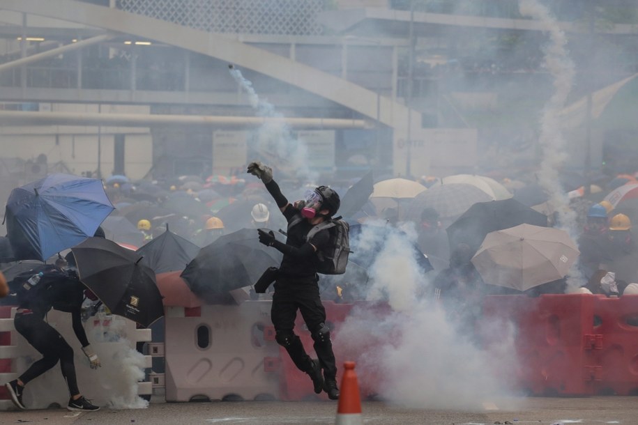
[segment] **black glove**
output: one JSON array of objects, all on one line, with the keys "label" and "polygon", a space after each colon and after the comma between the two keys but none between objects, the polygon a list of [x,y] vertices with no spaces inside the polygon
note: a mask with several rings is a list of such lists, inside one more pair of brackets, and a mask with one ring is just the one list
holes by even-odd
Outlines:
[{"label": "black glove", "polygon": [[264,245],[272,247],[275,241],[275,233],[268,229],[258,229],[257,232],[259,233],[259,243]]},{"label": "black glove", "polygon": [[259,161],[249,164],[247,171],[250,174],[259,177],[264,184],[269,183],[273,180],[273,169],[261,164]]}]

=== Consigne ===
Recopiez à l'identique toutes les lignes des entrées ci-dessus, en laissant les images de côté.

=== Résultat de l'exercice ===
[segment] **black glove**
output: one JSON array of objects, all on one line, with the keys "label" and "polygon", a space after each colon and after the comma between the two keys but none between objects, the polygon a list of [x,y] vertices with no spaces inside the polygon
note: a mask with several rings is a list of such lists, inside one more pair of brackets, and a mask with one ring is just the one list
holes by even-odd
Outlines:
[{"label": "black glove", "polygon": [[264,245],[272,247],[275,241],[275,233],[268,229],[258,229],[257,232],[259,233],[259,243]]},{"label": "black glove", "polygon": [[259,161],[249,164],[247,171],[250,174],[259,177],[264,184],[269,183],[273,180],[273,169],[261,164]]}]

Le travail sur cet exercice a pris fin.